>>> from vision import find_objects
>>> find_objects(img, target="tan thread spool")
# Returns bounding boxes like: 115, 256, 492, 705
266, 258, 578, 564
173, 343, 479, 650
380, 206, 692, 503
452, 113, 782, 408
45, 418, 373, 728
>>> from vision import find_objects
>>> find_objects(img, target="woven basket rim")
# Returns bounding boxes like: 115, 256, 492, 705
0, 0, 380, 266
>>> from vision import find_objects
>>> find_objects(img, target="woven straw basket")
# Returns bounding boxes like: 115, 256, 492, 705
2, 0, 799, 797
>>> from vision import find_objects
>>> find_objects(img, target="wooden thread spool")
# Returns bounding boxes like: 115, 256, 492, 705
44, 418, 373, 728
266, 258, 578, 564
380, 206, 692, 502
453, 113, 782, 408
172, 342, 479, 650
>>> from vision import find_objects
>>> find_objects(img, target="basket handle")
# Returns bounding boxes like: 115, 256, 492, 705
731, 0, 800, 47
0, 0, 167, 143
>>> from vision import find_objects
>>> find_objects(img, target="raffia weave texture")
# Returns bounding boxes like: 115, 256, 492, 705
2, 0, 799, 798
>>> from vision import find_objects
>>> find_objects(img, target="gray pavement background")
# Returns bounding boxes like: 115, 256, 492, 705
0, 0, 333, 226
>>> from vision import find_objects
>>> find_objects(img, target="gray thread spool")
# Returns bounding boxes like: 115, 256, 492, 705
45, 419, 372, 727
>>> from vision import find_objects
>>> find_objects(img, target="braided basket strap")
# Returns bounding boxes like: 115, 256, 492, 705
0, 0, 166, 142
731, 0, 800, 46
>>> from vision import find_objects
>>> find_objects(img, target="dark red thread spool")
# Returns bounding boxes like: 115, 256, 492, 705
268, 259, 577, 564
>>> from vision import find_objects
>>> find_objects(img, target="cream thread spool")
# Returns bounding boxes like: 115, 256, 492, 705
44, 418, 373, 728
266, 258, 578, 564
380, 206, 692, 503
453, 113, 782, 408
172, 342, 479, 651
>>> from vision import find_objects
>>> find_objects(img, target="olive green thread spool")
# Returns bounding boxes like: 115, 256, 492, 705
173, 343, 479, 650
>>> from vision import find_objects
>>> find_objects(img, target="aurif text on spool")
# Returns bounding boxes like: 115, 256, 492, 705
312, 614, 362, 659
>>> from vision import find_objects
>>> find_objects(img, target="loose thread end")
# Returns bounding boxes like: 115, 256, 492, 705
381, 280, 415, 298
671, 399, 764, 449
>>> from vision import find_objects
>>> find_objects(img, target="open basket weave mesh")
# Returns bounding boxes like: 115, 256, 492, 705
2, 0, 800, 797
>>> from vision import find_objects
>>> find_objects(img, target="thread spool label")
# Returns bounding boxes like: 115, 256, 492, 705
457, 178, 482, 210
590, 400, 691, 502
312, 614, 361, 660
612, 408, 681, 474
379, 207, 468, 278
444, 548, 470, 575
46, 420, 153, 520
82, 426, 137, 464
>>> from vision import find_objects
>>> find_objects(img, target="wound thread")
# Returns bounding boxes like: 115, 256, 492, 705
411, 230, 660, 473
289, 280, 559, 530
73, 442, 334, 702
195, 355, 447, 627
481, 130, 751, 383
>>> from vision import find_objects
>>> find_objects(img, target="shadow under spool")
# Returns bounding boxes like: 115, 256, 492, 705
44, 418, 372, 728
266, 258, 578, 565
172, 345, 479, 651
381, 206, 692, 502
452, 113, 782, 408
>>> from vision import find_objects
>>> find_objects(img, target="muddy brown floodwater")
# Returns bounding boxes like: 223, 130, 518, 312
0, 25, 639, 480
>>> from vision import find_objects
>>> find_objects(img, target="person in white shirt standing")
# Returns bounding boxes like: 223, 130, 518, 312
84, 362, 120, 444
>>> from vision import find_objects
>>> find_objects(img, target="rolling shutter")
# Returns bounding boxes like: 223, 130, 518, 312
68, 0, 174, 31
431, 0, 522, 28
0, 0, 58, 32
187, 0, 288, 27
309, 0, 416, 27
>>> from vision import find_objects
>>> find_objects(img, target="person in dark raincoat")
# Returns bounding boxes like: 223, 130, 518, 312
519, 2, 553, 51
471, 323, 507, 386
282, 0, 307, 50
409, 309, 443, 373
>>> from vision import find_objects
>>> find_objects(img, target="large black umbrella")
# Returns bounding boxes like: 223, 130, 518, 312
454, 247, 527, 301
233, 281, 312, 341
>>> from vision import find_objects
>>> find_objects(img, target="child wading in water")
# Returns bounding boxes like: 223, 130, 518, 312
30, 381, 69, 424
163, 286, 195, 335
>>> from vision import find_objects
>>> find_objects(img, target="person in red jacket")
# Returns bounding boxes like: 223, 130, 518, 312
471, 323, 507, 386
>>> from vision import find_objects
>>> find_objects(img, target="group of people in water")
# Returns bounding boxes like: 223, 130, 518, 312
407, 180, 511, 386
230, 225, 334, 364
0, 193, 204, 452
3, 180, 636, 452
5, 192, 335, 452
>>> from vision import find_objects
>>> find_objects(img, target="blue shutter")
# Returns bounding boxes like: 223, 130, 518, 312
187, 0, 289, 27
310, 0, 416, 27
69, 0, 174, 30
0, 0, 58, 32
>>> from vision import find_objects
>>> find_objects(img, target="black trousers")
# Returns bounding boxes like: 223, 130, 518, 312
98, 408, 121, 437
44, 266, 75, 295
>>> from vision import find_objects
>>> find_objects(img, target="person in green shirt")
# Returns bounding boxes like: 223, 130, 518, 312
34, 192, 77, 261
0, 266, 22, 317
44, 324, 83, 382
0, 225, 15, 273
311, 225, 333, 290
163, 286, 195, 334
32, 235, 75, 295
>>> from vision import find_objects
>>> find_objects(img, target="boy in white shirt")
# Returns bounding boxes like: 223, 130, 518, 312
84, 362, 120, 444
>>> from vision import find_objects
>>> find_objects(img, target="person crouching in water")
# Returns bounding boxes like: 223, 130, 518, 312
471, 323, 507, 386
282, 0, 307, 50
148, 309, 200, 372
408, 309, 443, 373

━━━━━━

_TASK DIRECTIONS_
Every line containing the string "gray" is required; copy each such line from the data.

_ANSWER TO THE EXERCISE_
>>> find_objects(img, target="gray pavement background")
>>> find_objects(img, target="gray thread spool")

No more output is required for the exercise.